Quoted passage
>>>

AGREEMENT AND PLAN OF REORGANIZATION (this "AGREEMENT"), dated as of June 1, 1998, is made by and among Advanced Energy Industries, Inc., a Delaware corporation ("PARENT"), Warpspeed, Inc., a New Jersey corporation and a wholly owned subsidiary of Parent ("MERGER SUB"), and RF Power Products, Inc., a New Jersey corporation (the "COMPANY").


R E C I T A L S


A. The Boards of Directors of Parent and the Company each have determined that a business combination between Parent and the Company would enable the companies to achieve long-term strategic and financial benefits and, accordingly, is in the best interests of their respective stockholders. Each of such Boards of Directors desires to effect the Merger (as defined herein), on the terms and subject to the conditions set forth herein.


B. It is intended that the Merger qualify as a reorganization within the meaning of Section 368 of the Internal Revenue Code of 1986, as amended (the "CODE"), for federal income tax purposes.


C. It is intended that the Merger be accounted for as a pooling of interests for financial accounting purposes.


D. Parent has incorporated and organized Merger Sub solely to facilitate the Merger.


NOW, THEREFORE, in consideration of the mutual covenants and subject to the terms and conditions set forth herein, and for other good and valuable consideration, the receipt and sufficiency of which are hereby acknowledged, the parties hereto agree as follows:


ARTICLE 1
THE MERGER


1.1. THE BASIC TRANSACTION. On the terms and subject to the conditions of this Agreement, at the Effective Time (as defined in Section 1.3), Merger Sub shall be merged with and into the Company in accordance with this Agreement, and the separate corporate existence of Merger Sub shall thereupon cease (the "MERGER"). The Company shall be the surviving corporation in the Merger (sometimes hereinafter referred to as the "SURVIVING CORPORATION"), and shall become a wholly owned subsidiary of Parent. The Merger shall have the effects specified in the New Jersey Business Corporation Act (the "NJBCA").


1.2. THE CLOSING. Subject to the terms and conditions of this Agreement, the closing of the Merger (the "CLOSING") shall take place (a) at the offices of Thelen, Reid & Priest LLP, New York, New York at 10:00 a.m., local time, on the first business day immediately following the day on which the last to be fulfilled or waived of the conditions set forth in Article 6 shall be completely fulfilled or waived in accordance herewith, or (b) at such other time, date or place as Parent and the Company may agree. The date on which the Closing occurs is hereinafter referred to as the "CLOSING DATE."

<<<

Challenges
a: Translate this sentence from the merger agreement into Spanish: "It is intended that the Merger be accounted for as a pooling of interests for financial accounting purposes."
b: Write the next part of the merger agreement, picking up after its last sentence.

Source excerpt
>>>

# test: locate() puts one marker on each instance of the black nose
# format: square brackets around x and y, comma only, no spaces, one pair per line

<<<

Expected answers
a: Se pretende que la Fusión se contabilice como una unión de intereses a efectos de contabilidad financiera.

b:
1.3. EFFECTIVE TIME. On the Closing Date, a Certificate of Merger meeting the requirements of Section 14A:10-4.1 of the NJBCA shall be executed and filed in the office of the New Jersey Secretary of State, in accordance with the NJBCA. The Merger shall become effective at (a) the time of filing of the Certificate of Merger with the New Jersey Secretary of State or (b) such later time as agreed by the parties hereto and designated in the Certificate of Merger as the effective time of the Merger (the "EFFECTIVE TIME").


1.4. CERTIFICATE OF INCORPORATION AND BY-LAWS. The Certificate of Incorporation and By-laws of Merger Sub in effect immediately prior to the Effective Time shall be the Certificate of Incorporation and By-laws of the Surviving Corporation, until duly amended in accordance with applicable law.


1.5. DIRECTORS AND OFFICERS OF THE SURVIVING CORPORATION. The directors and officers of Merger Sub immediately prior to the Effective Time shall be the directors and officers of the Surviving Corporation until their successors are duly appointed or elected in accordance with applicable law; and Joseph Stach, president and chief executive officer of the Company, also shall become an officer of the Surviving Corporation.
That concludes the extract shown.